Text segment →
* * * * * * *

I believe that sentence should stop there. Out-feed feather boards are dangerous, period.

Reply to
-MIKE-

Um, it's the lawyers pushing this (and their former lawyer colleagues in various public offices), not the "state".

Regardless, it's all pretty silly, and nobody is talking about banning all the power tools on the secondary market, are they?

Just look at all the houston-based law-firms advertising class action suits on TV (asbestos, birth control pills, vaginal mesh, ad infinitum). Quite bothersome and a good reason to have a Tivo or equivalent that allows commercial skipping.

The eastern district of texas is quite well known for gullible juries; which is what makes it the preferred venue for patent trolls and class actions.

Reply to
Scott Lurndal

The problem is the legal challenges eventually turn into laws or bureaucratic regulations.... OSHA, CPSC...

Reply to
John Grossbohlin

Witness the current texting/driving issue. Idiots feel safer when in their padded, mobile cocoon; and when people feel safer they take more chances, so the total level of actual safety remains relatively constant.

Reply to
Swingman

Bzzzt ...

"United States District Court for the Eastern District of Texas"

* * * * * * *

Supplied records →

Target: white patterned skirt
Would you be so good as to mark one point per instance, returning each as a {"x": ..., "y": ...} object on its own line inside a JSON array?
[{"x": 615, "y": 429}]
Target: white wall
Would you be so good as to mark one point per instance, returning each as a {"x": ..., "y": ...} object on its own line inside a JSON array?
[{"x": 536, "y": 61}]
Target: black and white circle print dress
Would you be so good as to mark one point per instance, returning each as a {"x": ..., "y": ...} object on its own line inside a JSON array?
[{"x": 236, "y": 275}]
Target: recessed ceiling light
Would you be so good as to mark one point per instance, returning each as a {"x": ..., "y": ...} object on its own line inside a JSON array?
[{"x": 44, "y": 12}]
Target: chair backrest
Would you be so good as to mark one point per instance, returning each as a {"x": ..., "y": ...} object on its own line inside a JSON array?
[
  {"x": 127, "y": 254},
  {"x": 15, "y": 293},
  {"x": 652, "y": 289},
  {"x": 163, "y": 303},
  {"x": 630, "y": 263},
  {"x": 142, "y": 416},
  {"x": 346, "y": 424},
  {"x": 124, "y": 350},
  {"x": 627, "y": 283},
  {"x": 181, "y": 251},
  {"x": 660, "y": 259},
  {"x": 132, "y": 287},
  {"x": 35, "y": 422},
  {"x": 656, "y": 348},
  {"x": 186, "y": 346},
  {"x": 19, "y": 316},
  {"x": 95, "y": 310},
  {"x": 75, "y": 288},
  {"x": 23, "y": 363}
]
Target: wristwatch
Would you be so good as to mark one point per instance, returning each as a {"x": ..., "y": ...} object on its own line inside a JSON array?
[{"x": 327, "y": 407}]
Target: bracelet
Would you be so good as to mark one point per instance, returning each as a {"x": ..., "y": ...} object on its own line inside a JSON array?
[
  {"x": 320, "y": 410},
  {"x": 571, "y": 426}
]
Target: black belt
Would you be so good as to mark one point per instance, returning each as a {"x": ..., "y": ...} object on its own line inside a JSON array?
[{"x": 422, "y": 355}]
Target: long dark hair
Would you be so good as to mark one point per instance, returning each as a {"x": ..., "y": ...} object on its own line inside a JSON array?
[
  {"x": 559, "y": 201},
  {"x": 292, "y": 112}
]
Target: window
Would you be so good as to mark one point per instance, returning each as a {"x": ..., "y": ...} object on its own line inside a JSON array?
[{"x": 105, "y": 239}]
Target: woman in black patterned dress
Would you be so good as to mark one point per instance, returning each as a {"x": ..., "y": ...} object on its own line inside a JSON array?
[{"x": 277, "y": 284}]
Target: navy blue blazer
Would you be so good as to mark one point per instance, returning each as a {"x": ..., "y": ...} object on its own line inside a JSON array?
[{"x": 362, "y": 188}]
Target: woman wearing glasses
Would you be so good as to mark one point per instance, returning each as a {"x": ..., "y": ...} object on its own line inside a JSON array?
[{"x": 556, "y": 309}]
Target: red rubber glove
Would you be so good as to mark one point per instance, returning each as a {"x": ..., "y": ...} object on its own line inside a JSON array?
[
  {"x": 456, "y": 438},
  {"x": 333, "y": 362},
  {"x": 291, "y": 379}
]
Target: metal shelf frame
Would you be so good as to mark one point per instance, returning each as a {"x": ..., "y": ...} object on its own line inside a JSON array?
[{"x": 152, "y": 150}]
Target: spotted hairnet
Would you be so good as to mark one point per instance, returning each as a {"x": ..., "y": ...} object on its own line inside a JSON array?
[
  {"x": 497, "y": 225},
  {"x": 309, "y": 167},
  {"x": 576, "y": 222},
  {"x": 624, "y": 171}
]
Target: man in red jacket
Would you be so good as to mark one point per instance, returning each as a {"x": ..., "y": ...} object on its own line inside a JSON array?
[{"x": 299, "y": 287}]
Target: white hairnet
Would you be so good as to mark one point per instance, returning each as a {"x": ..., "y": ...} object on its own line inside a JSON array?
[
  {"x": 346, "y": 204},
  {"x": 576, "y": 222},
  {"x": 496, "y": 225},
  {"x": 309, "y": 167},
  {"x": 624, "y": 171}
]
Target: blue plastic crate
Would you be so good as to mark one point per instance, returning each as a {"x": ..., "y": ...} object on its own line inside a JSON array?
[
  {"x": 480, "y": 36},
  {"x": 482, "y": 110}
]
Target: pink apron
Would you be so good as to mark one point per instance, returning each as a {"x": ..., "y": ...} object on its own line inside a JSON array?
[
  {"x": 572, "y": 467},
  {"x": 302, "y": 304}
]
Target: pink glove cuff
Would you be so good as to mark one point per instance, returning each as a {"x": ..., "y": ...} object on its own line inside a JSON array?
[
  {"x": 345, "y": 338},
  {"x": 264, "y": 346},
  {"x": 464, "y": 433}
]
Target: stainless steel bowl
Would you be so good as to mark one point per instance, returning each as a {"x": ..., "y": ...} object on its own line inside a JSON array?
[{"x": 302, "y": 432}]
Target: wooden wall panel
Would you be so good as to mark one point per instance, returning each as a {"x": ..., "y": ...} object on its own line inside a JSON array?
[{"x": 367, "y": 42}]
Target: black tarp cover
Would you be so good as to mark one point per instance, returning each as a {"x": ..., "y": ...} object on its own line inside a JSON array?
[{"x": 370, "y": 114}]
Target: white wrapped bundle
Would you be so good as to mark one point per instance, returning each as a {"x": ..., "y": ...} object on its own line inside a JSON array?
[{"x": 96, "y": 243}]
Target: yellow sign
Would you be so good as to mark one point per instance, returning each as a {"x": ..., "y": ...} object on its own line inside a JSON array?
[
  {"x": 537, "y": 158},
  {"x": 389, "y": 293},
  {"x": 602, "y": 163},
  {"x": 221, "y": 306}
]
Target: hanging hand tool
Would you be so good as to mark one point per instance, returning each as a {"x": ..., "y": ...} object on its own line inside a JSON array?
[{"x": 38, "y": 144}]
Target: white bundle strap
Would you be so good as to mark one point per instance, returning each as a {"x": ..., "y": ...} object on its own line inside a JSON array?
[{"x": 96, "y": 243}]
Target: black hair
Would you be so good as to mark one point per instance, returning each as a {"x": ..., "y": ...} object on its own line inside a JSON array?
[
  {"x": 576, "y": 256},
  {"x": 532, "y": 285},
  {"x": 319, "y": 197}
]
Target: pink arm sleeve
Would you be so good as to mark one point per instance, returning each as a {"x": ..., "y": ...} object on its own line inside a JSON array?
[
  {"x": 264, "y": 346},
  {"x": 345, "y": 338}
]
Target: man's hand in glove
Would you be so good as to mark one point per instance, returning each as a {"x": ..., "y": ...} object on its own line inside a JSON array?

* * * * * * *

Questions to answer →
1. In the forum thread on tool-safety lawsuits, reproduce verbatim the part that opens with the words "Um, it's the" and closes with the words "regulations.... OSHA, CPSC...".
2. In the forum thread on tool-safety lawsuits, what is the eastern district of Texas said to be well known for?
3. Write what comes next in the forum thread on tool-safety lawsuits, starting after its final post.

Answers in order →
1.
Um, it's the lawyers pushing this (and their former lawyer colleagues in various public offices), not the "state".

Regardless, it's all pretty silly, and nobody is talking about banning all the power tools on the secondary market, are they?

Just look at all the houston-based law-firms advertising class action suits on TV (asbestos, birth control pills, vaginal mesh, ad infinitum). Quite bothersome and a good reason to have a Tivo or equivalent that allows commercial skipping.

The eastern district of texas is quite well known for gullible juries; which is what makes it the preferred venue for patent trolls and class actions.

Reply to
Scott Lurndal

The problem is the legal challenges eventually turn into laws or bureaucratic regulations.... OSHA, CPSC...

2. Gullible juries.

3.
This is a FEDERAL court overseen by a FEDERAL judge, not a TEXAS court.

The Feds are the ones who f***ed up the patent system to start with.

... and that's "Texas", with a capital "T"! ;)

Reply to
Swingman

Actually there is an instance when they are quite useful, If you are plowing a grove and or not making a through cut.

I do this all the time when cutting groves for drawer bottoms.

Anything "through" should not have an out feed feather board.

And I sit here typing this while listening to the flooring guys cutting the hickory wood treads for our stairs using a bench top Skil TS with out benefit of miter gauge or rip fence. They have insurance.

Reply to
Leon

Yes, of course. That was the context of the conversation... he said ripping.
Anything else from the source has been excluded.